** START **

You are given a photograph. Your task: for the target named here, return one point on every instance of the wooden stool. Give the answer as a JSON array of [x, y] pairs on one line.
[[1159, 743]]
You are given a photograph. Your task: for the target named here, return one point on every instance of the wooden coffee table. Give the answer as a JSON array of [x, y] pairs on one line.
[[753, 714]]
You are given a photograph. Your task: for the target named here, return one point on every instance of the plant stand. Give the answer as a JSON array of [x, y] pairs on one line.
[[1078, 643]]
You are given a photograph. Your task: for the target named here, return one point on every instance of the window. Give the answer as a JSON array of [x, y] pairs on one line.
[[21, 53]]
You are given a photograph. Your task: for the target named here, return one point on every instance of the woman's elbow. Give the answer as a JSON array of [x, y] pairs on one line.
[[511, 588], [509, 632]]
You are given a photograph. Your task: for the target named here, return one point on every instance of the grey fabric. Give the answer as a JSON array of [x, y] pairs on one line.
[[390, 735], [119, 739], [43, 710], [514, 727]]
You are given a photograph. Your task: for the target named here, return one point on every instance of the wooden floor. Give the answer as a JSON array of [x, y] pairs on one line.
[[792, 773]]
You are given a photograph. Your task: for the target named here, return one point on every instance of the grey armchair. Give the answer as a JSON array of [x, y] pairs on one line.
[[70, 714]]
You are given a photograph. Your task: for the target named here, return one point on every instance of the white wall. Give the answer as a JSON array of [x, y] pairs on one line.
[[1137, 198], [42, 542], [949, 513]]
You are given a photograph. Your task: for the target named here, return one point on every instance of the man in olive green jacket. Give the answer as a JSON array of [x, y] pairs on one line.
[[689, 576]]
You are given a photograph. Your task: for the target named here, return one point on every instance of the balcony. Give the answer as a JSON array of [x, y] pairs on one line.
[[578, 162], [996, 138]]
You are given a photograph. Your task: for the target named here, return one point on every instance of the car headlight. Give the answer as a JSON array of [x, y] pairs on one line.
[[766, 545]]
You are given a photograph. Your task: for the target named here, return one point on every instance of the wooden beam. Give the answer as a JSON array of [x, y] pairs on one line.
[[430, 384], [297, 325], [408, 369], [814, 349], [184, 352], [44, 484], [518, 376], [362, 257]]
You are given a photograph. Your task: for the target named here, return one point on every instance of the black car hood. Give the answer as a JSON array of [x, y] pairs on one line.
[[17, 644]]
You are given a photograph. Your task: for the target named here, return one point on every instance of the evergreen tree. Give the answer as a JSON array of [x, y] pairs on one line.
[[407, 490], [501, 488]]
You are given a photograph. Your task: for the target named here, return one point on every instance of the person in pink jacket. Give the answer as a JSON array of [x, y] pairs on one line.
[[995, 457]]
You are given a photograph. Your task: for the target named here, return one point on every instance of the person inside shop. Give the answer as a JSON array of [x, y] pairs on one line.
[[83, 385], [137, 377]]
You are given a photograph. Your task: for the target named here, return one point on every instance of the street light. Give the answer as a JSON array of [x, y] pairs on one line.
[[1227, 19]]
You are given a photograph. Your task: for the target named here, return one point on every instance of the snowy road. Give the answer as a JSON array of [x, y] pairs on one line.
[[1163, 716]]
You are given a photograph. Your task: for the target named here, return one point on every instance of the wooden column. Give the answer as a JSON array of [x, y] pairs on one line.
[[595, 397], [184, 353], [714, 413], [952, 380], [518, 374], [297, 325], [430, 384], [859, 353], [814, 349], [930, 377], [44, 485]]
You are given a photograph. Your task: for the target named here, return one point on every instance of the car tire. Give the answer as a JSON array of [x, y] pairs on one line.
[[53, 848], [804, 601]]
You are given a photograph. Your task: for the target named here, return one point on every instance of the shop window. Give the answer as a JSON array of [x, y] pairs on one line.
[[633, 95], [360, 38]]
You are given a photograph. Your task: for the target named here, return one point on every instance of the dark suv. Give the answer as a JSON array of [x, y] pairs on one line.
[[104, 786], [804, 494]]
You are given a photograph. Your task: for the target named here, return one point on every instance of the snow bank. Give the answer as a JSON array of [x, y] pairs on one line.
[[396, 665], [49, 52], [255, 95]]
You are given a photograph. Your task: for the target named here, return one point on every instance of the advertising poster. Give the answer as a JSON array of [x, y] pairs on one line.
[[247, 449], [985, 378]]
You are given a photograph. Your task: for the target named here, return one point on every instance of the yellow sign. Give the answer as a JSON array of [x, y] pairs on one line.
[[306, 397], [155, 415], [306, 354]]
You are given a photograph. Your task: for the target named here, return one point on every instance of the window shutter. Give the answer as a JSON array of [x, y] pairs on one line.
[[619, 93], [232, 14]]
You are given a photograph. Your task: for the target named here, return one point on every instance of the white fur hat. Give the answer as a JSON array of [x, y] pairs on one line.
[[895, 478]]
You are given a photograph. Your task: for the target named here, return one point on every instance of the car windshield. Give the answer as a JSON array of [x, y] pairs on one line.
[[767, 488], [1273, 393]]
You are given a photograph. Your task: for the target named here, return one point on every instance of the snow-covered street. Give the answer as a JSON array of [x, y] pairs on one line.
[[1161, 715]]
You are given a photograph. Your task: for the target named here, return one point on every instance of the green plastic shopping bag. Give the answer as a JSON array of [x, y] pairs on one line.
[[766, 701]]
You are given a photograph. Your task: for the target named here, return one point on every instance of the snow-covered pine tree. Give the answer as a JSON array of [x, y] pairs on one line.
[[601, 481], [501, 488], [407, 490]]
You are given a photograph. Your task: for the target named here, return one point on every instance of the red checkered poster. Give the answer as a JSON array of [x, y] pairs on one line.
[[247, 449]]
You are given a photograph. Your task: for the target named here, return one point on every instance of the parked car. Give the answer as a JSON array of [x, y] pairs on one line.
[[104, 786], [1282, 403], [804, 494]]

** END **

** OBJECTIVE **
Output the data above exactly, please, line for line.

** EXPECTED OUTPUT **
You are given a photograph. Your task: for the target named here, return one point on every instance of the wooden stool. Give the answer as a JSON array of [x, y] pairs on one line.
[[1159, 743]]
You are given a photograph. Your task: for the target named here, return one point on every instance of the wooden coffee table. Give the answer as a JSON array of [x, y] pairs on one line.
[[753, 714]]
You are given a photograph. Your task: for the target named here, return one point on every instance of the plant stand. Give the answer as a JSON array of [x, y] pairs on one line.
[[1078, 643]]
You are given a photograph. Your task: for the target named here, return one point on every instance of the window. Give the answer as a JSON array of [x, y] pairs on one line.
[[21, 53]]
You are given a photograph. Your task: for the target named here, return one point on every instance of the woman's elbow. Give the answer as a JSON array of [x, y] pairs on one line.
[[511, 588], [509, 632]]
You are given a photograph. Your task: for the target named here, return one point on every instance of the grey fabric. Give the answer as a JSON array of [x, y] pairs on one line.
[[390, 735], [119, 739], [43, 710], [514, 727]]
You are given a photograph. Your task: for the target named here, return one point on every instance of the wooden floor. Give the answer as a JSON array of [x, y] pairs on one line.
[[792, 773]]
You are given a photograph. Your task: for the target named here, return one point on every instance of the grey armchair. Give the answer as a JSON array of [x, y] pairs on one line.
[[70, 714]]
You are given a photograph. Your task: for the target named here, return one point on every instance of the white wall. Give the answer as a JSON array of [x, y] pairs on one line.
[[1137, 198], [42, 542], [949, 513]]
You are given a photograph. Your task: for the target named here, return one point on every instance of the man in olive green jacket. Give the answer as a JSON array of [x, y] pairs on one line.
[[689, 576]]
You are given a photograph. Your task: for the target named here, return one point on every instance of the balcony. Give the answer as a JSON array of [x, y] pairs on one line.
[[578, 162], [996, 138]]
You are given a photograph. Your task: for the target named here, return one point on every instance of the car headlight. Give the answer as a JSON array of [x, y] pairs on one line.
[[766, 545]]
You are given a photograph. Your task: for the target named here, return one point on every instance of the wooden beam. Give the answer as a JSON array of [x, y] pairs on one line.
[[430, 384], [297, 325], [408, 369], [814, 349], [184, 352], [44, 484], [518, 376], [362, 257]]
You are given a photograph. Your task: for the target named here, return one point on every instance of the black car hood. Give the answer as a JSON array of [x, y] pairs on one line.
[[17, 644]]
You are given a photograph. Your task: for the target named here, return one point on every instance of the evergreen tree. Give the answer as a JSON array of [x, y] pairs on one line.
[[407, 490], [501, 488]]
You are given a photograph. Your task: for the target named here, return one point on every instance of the person in pink jacket. Give the answer as a JSON array of [x, y] pairs on one line.
[[995, 457]]
You are given a photograph. Your task: for the target named here, return one point on every instance of the person inside shop. Give the answer as a JSON array of [x, y] pairs on one line.
[[83, 385], [137, 377]]
You are given a photograph. Your task: for the target named here, return one point on every instance of the street light. Give the answer as a JSON array of [x, y] pairs on one line.
[[1227, 19]]
You are given a photograph. Your task: for the target named here, return one point on every instance of the snowy road. Give the answer as a JSON array of [x, y] pairs on one line.
[[1163, 716]]
You are given a photograph. Your task: for the target named here, return one point on every instance of the wooden column. Give the answer as a JSON array of [x, y] pairs on one line.
[[595, 397], [184, 353], [714, 413], [952, 380], [518, 374], [297, 325], [430, 384], [859, 353], [814, 349], [930, 377], [44, 485]]
You are given a photograph. Your task: for the target named here, return one point on every instance of the car tire. Give the answer as a JSON array of [x, y] pairs on one line.
[[53, 848], [804, 601]]
You are given a photograph. Your task: for the target named here, return one point on every instance of the shop window. Give the answer as a JSON array of [x, y] pairs on one line.
[[633, 95], [360, 38]]
You are given a photograph. Your task: for the target named here, return one point on every instance of the dark suv. Give the answer as a JSON array of [x, y] pairs on one line.
[[104, 786], [804, 494]]
You are given a photograph. Your task: for the target named here, return one point on every instance of the snow bank. Give the answer as a JSON array of [x, y] pairs on one line.
[[396, 665], [49, 52], [255, 95]]
You are given a photograph. Your task: for the target named here, return one point on every instance of the advertising poster. Give the answer as a JSON array of [x, y] pairs on one line.
[[247, 449], [985, 378]]
You are given a photograph. Your task: for the target named here, return one point on every instance of the yellow sign. Give the answer as a JSON array of [x, y] pairs on one line.
[[306, 397], [155, 415], [306, 354]]
You are given a photograph. Your task: for the target named here, return one point on every instance of the window shutter. Give the answer as a JSON array of [x, y] pairs on one line.
[[619, 93], [232, 14]]
You are given a photograph. Your task: for the target named here, return one point on every instance of the white fur hat. Give the answer as a JSON array of [x, y] pairs on one line.
[[895, 478]]
You are given a photograph. Your task: for the target named here, return one point on every instance of the car windshield. Give the answer as a JSON array of [x, y] pairs on one line.
[[767, 488], [1273, 393]]
You are given a photograph. Your task: for the target named here, return one point on every instance of the snow-covered street. Give the answer as a JSON array of [x, y] pairs on one line.
[[1161, 715]]
You are given a photograph. Your task: for the target named here, return one point on every instance of the green plastic shopping bag. Give the answer as a JSON array of [x, y] pairs on one line.
[[766, 701]]
You are given a photograph. Your task: for the target named here, return one point on every instance of the snow-covered pine tree. Give the answer as a JSON array of [x, y] pairs on one line.
[[601, 481], [501, 488], [407, 490]]
You are given a photograph. Your task: for the target named here, return one point on every instance of the red checkered poster. Give the answer as a JSON array of [x, y] pairs on one line.
[[247, 449]]
You are given a photograph. Your task: for the target named here, return one point on every instance of the parked car. Give the answer as a JSON array of [x, y] pairs on one line.
[[104, 786], [1282, 403], [804, 494]]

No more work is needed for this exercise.